(Point placement records)
"""

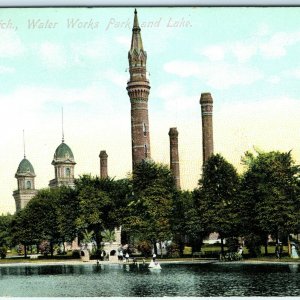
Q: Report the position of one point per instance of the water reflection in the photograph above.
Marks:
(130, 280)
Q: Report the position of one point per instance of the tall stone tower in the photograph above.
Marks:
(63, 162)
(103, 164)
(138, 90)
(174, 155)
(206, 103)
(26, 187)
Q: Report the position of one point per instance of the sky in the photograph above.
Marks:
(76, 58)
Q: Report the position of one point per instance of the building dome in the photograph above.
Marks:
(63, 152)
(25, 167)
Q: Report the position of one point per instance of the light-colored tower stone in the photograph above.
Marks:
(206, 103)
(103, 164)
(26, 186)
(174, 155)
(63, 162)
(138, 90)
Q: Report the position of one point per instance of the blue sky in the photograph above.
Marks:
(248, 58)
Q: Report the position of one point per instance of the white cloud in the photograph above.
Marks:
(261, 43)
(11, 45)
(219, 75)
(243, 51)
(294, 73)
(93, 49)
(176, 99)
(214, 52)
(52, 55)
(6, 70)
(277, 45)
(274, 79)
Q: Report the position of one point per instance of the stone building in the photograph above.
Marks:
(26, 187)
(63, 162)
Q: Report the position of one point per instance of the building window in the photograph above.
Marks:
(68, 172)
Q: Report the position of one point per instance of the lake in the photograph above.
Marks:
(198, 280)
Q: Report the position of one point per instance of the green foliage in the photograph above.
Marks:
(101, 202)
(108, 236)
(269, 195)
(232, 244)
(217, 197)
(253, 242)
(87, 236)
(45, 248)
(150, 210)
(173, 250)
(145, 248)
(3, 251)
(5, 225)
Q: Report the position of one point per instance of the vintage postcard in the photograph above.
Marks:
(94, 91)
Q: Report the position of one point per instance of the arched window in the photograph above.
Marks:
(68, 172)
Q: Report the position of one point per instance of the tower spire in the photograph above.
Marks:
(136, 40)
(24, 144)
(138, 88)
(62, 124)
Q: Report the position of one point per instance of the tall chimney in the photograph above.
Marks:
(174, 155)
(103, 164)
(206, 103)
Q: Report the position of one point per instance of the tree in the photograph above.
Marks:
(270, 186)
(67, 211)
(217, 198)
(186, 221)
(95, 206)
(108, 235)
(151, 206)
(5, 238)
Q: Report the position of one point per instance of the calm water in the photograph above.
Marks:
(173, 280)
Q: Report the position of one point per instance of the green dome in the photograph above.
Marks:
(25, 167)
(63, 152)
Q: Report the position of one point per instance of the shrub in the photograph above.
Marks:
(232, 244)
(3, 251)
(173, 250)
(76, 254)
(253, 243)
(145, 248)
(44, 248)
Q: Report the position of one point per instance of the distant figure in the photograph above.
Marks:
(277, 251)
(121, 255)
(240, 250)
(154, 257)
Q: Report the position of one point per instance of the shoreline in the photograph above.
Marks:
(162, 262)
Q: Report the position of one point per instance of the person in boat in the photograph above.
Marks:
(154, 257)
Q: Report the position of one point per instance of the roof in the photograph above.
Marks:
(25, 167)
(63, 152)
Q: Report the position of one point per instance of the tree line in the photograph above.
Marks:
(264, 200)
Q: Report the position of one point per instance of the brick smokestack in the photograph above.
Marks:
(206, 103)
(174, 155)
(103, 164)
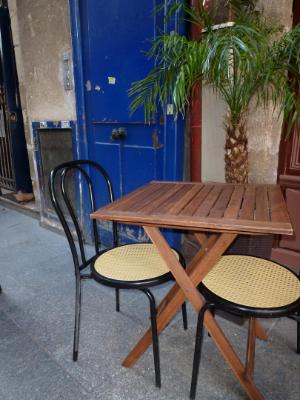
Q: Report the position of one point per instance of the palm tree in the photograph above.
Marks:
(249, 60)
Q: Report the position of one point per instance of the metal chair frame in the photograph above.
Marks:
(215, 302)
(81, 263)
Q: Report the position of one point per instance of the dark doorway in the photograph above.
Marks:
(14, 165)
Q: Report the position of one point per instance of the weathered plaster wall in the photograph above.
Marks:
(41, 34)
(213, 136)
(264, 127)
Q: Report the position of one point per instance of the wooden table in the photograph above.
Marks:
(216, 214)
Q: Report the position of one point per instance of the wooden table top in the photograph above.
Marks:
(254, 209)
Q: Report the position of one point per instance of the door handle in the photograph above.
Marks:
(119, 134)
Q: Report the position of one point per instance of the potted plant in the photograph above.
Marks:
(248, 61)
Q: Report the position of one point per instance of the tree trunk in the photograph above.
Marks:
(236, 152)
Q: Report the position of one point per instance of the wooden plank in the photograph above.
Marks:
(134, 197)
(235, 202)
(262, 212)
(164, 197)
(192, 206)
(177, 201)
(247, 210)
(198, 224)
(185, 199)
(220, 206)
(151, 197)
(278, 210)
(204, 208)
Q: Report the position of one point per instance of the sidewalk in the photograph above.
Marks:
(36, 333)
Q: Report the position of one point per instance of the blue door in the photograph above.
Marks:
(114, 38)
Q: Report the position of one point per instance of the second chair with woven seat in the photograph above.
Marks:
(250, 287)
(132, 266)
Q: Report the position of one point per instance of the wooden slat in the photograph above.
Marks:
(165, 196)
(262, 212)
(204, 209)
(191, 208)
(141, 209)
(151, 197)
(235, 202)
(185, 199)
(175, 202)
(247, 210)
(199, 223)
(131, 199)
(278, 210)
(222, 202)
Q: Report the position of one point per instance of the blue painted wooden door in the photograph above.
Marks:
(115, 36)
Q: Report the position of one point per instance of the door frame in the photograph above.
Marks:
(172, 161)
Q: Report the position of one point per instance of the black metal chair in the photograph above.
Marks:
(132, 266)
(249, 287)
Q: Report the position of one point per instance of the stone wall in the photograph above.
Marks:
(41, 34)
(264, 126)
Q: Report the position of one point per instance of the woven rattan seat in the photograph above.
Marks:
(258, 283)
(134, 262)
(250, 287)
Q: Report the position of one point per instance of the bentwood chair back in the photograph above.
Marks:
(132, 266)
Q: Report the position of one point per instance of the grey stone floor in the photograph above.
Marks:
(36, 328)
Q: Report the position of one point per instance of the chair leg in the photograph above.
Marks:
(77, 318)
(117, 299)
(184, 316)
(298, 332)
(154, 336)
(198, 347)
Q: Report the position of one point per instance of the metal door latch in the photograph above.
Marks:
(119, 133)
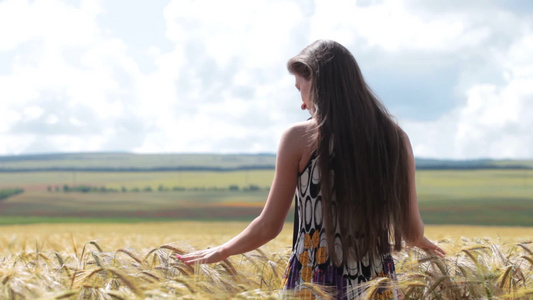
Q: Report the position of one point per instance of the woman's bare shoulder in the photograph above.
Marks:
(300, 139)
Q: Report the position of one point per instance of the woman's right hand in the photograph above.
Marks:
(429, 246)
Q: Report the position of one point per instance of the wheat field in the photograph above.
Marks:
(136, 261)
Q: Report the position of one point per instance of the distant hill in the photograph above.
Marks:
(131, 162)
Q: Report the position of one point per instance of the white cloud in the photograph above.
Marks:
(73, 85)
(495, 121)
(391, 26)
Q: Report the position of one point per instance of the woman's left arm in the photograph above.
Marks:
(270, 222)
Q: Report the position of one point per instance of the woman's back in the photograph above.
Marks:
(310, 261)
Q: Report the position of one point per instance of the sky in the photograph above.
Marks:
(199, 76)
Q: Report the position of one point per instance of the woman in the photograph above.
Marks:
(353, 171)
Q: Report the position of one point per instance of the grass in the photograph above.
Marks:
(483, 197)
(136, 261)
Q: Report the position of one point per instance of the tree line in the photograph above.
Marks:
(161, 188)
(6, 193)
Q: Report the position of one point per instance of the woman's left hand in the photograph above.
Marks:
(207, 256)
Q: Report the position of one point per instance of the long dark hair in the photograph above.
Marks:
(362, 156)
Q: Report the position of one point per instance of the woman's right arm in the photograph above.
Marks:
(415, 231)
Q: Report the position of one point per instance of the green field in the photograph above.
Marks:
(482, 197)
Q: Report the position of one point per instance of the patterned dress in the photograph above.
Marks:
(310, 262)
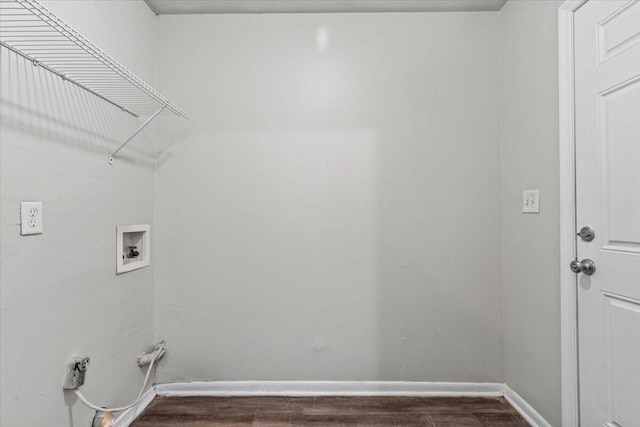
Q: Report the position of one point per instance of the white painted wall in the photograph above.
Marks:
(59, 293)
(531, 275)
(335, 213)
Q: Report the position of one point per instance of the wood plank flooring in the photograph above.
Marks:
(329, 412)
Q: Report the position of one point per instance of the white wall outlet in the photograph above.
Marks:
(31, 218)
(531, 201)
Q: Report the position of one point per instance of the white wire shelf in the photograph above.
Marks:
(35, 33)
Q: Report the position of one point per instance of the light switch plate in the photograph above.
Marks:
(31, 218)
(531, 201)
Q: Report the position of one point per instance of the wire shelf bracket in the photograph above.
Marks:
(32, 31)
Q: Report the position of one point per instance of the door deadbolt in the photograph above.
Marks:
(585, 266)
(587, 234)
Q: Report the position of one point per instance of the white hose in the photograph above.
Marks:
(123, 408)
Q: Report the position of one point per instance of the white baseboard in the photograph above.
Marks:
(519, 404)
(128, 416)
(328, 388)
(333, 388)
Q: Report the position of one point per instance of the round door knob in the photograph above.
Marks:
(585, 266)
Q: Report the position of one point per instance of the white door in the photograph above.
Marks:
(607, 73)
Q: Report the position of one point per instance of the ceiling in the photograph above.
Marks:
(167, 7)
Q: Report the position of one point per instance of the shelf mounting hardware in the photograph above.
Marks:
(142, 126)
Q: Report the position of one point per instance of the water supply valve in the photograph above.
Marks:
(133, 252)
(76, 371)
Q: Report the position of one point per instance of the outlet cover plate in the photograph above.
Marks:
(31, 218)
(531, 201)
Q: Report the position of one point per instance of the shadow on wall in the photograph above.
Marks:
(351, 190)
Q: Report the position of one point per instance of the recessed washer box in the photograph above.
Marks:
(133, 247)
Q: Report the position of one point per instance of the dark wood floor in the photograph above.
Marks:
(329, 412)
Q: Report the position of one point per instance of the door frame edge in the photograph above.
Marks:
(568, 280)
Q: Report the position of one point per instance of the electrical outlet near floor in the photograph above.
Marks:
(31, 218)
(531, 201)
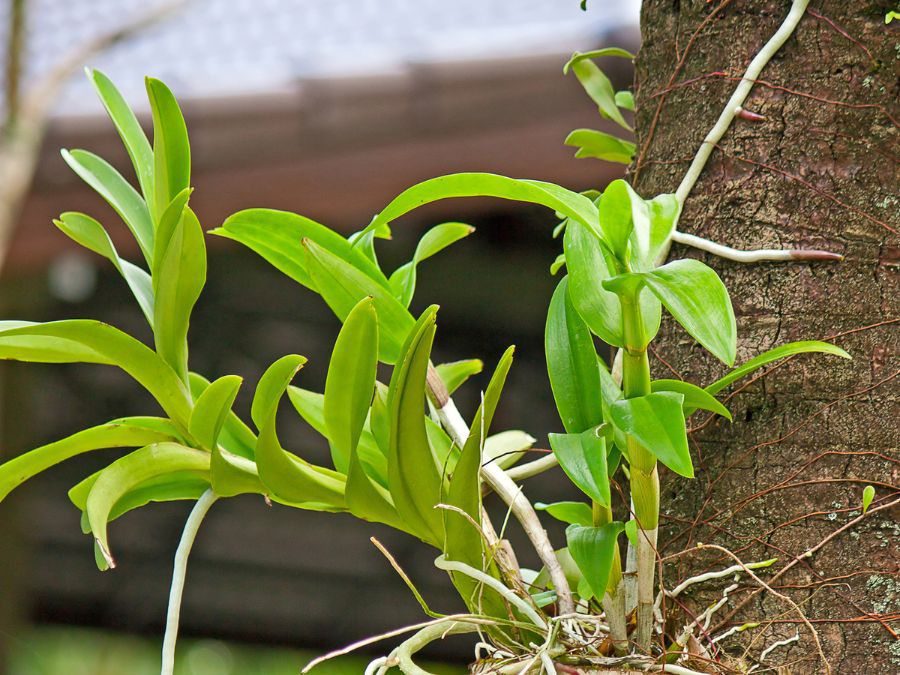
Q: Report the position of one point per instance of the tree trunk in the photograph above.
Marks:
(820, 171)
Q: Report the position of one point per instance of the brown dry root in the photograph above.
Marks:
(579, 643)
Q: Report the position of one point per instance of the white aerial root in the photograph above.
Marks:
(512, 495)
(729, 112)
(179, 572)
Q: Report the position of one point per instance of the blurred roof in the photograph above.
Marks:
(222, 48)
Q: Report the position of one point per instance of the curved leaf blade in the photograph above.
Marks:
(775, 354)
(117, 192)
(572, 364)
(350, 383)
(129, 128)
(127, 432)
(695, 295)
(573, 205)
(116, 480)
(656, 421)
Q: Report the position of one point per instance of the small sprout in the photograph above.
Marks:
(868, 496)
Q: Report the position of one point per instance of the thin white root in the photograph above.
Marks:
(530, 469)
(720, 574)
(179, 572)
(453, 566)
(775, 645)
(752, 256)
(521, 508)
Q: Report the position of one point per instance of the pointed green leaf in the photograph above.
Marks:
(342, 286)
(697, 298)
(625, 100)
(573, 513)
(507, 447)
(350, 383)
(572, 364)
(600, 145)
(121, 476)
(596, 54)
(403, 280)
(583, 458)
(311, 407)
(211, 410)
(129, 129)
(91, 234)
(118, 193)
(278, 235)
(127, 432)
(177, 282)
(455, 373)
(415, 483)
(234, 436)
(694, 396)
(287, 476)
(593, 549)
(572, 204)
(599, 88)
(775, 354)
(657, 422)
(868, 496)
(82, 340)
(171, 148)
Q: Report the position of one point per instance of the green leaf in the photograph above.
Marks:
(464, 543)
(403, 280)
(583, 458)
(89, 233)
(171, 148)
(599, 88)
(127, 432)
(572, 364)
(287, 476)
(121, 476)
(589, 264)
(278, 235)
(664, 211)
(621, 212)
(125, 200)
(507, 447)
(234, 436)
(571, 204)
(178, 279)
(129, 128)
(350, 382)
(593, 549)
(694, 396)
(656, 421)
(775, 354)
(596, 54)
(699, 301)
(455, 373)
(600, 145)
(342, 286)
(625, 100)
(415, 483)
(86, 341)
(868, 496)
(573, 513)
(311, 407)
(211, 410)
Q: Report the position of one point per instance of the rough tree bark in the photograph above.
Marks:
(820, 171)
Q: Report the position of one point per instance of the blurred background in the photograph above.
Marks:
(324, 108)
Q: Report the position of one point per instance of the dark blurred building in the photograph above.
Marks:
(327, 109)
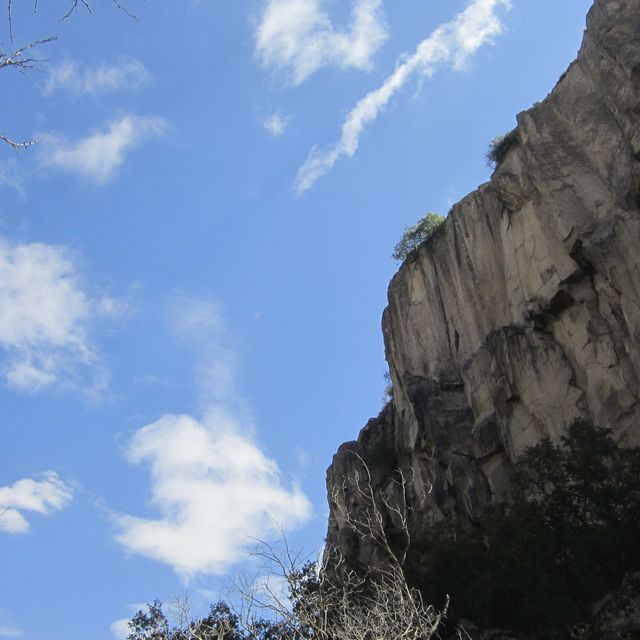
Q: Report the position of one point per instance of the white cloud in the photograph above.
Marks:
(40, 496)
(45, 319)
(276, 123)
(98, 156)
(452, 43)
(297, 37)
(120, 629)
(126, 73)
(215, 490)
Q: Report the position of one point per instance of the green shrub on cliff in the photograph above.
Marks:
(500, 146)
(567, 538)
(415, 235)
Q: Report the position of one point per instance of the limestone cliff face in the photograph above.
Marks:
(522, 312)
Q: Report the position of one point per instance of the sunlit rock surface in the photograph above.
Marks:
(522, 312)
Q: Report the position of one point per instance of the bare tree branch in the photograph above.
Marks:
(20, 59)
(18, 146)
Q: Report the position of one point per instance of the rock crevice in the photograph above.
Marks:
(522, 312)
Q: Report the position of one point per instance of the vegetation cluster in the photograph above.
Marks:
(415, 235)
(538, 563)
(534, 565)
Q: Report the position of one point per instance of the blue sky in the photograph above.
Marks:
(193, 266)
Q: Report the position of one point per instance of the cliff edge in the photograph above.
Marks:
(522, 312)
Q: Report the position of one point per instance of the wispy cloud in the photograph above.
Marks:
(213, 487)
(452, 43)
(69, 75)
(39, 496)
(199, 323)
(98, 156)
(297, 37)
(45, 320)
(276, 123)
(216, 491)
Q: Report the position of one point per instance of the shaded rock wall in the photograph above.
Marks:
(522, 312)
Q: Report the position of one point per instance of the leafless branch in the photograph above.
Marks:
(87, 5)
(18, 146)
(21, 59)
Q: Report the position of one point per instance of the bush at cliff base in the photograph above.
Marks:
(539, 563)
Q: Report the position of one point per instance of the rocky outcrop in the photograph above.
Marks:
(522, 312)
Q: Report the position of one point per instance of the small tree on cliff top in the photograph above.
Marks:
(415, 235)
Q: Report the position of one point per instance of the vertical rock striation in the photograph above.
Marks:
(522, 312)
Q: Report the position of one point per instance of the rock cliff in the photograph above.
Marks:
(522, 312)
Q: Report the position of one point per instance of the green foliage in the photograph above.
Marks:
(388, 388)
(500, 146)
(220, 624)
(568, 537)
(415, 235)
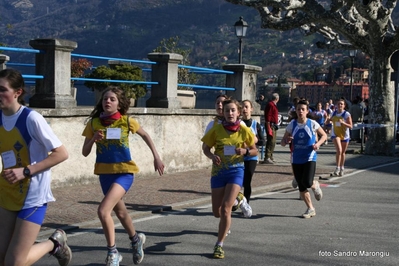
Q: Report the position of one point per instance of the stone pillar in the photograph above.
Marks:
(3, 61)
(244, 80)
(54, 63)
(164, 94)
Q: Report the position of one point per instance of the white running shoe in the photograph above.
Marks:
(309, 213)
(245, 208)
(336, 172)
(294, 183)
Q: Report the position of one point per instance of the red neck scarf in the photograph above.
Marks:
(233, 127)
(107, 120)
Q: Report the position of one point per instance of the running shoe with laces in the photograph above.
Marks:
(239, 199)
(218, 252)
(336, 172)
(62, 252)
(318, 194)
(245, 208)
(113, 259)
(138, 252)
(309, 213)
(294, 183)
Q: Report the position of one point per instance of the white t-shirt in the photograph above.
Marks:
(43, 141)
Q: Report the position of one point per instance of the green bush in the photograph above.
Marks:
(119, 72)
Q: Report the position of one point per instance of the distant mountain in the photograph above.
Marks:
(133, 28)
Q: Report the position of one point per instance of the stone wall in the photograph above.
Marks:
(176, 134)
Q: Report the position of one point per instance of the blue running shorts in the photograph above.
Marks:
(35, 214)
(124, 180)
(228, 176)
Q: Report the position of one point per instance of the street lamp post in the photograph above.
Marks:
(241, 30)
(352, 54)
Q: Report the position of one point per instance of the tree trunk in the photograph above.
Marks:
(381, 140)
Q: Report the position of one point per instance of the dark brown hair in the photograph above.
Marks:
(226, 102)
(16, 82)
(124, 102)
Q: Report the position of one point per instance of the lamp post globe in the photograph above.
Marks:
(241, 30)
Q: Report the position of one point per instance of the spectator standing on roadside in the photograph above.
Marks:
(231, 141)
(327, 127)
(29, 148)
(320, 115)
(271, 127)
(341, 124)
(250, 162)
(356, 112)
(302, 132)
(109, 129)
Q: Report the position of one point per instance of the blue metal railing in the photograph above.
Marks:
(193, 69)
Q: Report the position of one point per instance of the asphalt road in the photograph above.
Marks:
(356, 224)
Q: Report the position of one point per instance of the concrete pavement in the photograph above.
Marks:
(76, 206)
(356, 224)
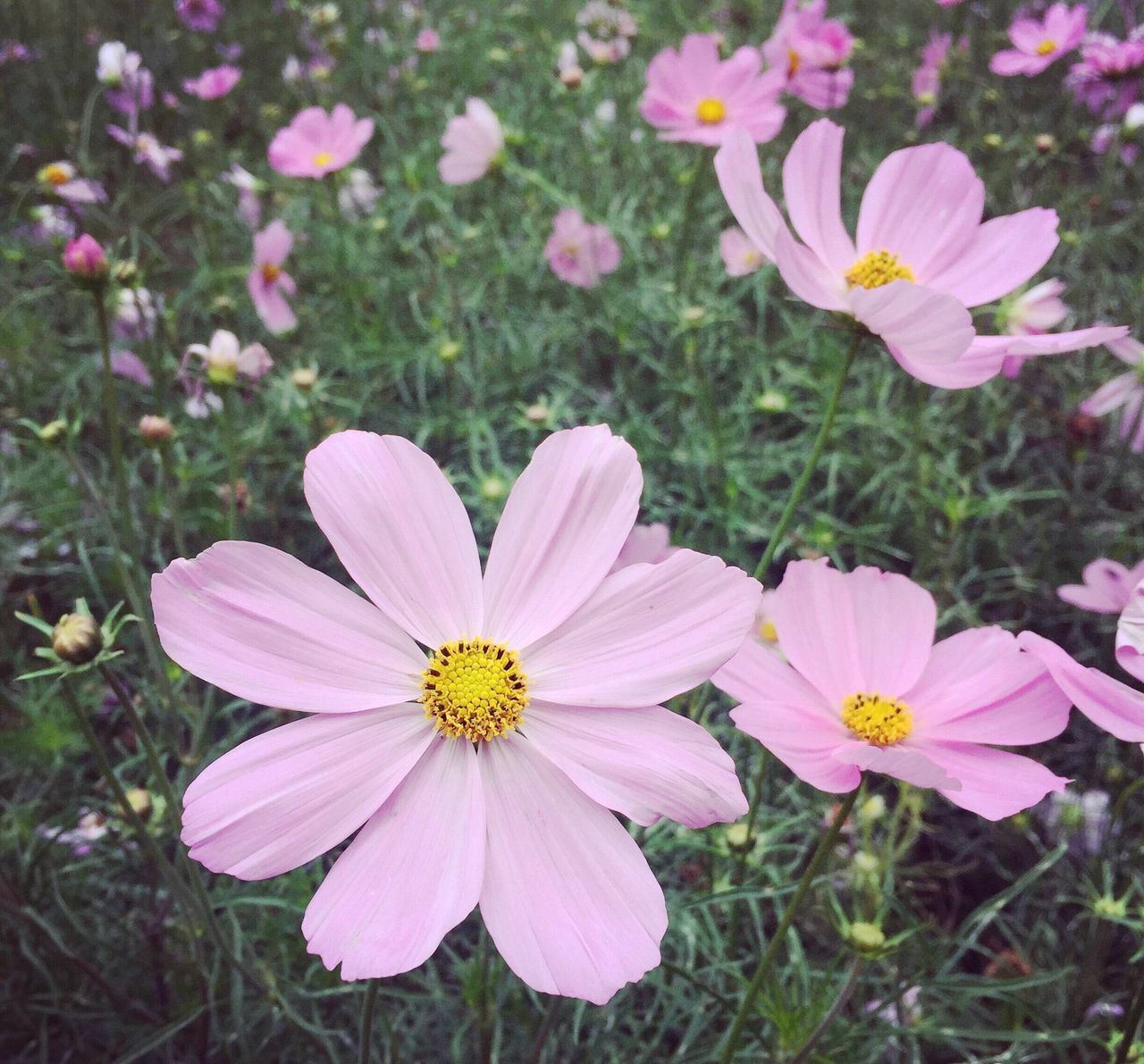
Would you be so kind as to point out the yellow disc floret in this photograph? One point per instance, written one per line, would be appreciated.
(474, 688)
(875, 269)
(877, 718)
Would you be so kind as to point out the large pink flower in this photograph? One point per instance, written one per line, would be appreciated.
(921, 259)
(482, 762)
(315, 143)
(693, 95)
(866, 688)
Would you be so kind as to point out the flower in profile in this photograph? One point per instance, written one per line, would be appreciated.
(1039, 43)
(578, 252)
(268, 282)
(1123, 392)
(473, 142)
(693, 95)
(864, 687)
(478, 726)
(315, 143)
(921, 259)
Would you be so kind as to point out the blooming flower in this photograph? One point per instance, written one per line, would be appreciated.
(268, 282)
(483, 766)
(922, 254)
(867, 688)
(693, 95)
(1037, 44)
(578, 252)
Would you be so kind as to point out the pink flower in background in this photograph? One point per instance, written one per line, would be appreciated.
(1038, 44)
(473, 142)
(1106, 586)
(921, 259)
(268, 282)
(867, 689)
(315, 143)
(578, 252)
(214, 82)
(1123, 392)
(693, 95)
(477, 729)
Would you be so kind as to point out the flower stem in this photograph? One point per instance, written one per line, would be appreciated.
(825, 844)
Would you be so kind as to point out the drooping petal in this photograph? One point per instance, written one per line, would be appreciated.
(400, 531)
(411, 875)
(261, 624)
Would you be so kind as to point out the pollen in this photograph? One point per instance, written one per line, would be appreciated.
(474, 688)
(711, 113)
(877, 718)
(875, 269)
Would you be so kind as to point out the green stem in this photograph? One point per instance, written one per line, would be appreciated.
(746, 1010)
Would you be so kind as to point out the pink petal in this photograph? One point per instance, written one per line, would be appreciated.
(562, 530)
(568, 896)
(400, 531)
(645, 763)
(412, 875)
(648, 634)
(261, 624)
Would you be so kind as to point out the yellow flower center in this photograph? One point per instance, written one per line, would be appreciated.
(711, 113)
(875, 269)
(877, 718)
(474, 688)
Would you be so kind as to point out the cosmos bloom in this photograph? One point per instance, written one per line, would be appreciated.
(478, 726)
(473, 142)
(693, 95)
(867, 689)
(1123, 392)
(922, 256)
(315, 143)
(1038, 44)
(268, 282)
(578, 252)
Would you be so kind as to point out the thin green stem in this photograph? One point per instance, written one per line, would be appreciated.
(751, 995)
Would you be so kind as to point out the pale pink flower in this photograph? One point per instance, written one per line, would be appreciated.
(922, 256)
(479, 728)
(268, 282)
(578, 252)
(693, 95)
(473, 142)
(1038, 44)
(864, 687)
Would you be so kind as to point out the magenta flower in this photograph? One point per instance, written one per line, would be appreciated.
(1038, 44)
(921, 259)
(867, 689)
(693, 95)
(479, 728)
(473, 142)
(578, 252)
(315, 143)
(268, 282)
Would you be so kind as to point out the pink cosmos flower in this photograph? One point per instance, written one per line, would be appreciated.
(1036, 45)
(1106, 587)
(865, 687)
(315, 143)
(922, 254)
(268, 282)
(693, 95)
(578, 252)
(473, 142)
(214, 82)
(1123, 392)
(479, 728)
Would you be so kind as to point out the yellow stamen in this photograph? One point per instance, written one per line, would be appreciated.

"""

> Directions: Everything from the line that contains "Would you be so kind as to point out the pale" through the end of the records must be duplicated exactly, and nothing outside that range.

> Correct response:
Would you be so kind as to point out the pale pink flower in this photograph? One point per instance, written one per line, would be appreciated.
(922, 256)
(479, 728)
(268, 282)
(578, 252)
(693, 95)
(473, 142)
(1038, 44)
(864, 687)
Would you be so kind as to point out the magenta flower in this photograph? One point per instance, written one per line, would be appreciated.
(1038, 44)
(921, 259)
(867, 689)
(693, 95)
(479, 728)
(473, 142)
(578, 252)
(315, 143)
(268, 282)
Would you be so kind as to point out the pink cosmos flower in this photograph? One point per instance, written one per line, would be appreciated.
(1036, 45)
(1106, 587)
(865, 687)
(315, 143)
(922, 254)
(268, 282)
(693, 95)
(578, 252)
(473, 142)
(214, 82)
(1123, 392)
(479, 728)
Would you be so kind as to point out the yellow stamen in this photograph? One point per instance, written one per line, would be appreciated.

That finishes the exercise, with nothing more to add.